● Source document
══════════════════════════════

The unveiling of new sanctions has slowed to a halt in recent days. While President Biden announced that he was also cutting off U.S. airspace to Russian airlines in his State of the Union address on March 1, this move was several days behind those of European allies and was largely symbolic. Instead, U.S. authorities appear to be focused on fine-tuning the sanctions already put in place. Most notably, on March 2, OFAC issued updated guidance that seeks to clarify the scope of the imposed sanctions and close certain perceived loopholes, including efforts by the Russian central bank to use exporters as agents in order to evade sanctions restrictions. The same guidance also takes pains to underscore the fact that energy transactions are permitted and even articulates ways to structure transactions in order to avoid sanctions restrictions. In this sense, the Treasury Department appears to be just as concerned with economic actors overcomplying with the sanctions as undercomplying. This underscores the difficult line that the United States and its allies are attempting to walk in maximizing pressure on Russia without upsetting the broader world economy.
What Are Other Key Players Doing?

══════════════════════════════

● Problem set
#1 Using the sanctions passage, answer each question briefly:
(a) What did President Biden announce about Russian airlines in his State of the Union address?
(b) On what date did OFAC issue its updated guidance?
(c) Which kind of transactions does the guidance stress are permitted?
#2 Translate this sentence from the sanctions passage into Spanish: "Instead, U.S. authorities appear to be focused on fine-tuning the sanctions already put in place."
#3 Summarize the sanctions passage in two sentences.
Work only from the sanctions passage and draw on no outside knowledge.

● Data section
══════════════════════════════

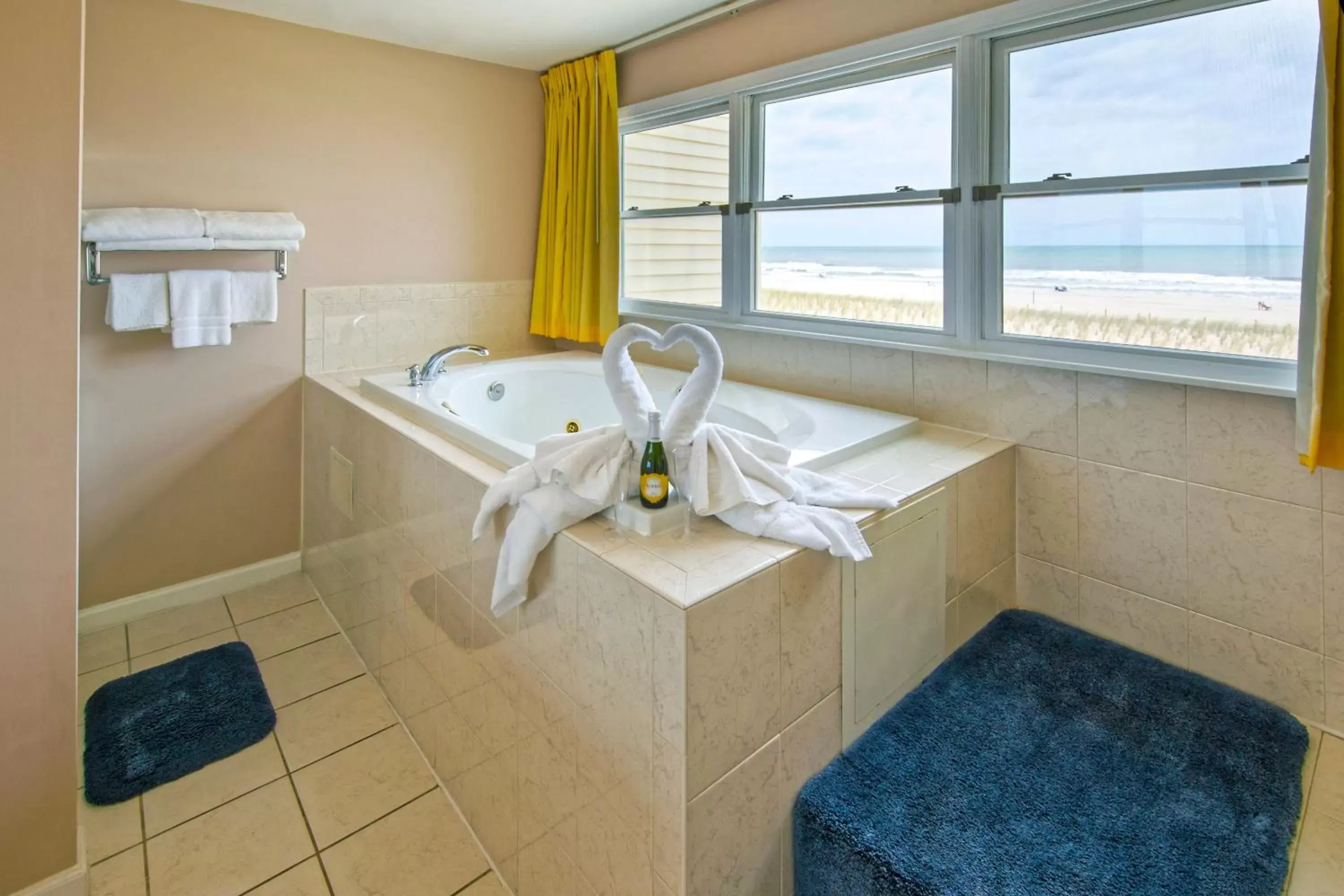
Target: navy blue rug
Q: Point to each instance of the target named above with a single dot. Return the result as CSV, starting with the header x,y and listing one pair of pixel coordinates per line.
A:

══════════════════════════════

● Task-by-task outputs
#1
(a) He was cutting off U.S. airspace to Russian airlines.
(b) March 2.
(c) Energy transactions.

#2 En cambio, las autoridades estadounidenses parecen estar centradas en afinar las sanciones ya impuestas.

#3 New sanctions have slowed to a halt: President Biden's March 1 move to cut off U.S. airspace to Russian airlines came days after European allies acted and was largely symbolic, and U.S. authorities now appear focused on fine-tuning existing sanctions. OFAC's March 2 guidance clarifies the sanctions' scope, closes perceived loopholes such as the Russian central bank using exporters as agents, and stresses that energy transactions are permitted, reflecting an effort to maximize pressure on Russia without upsetting the broader world economy.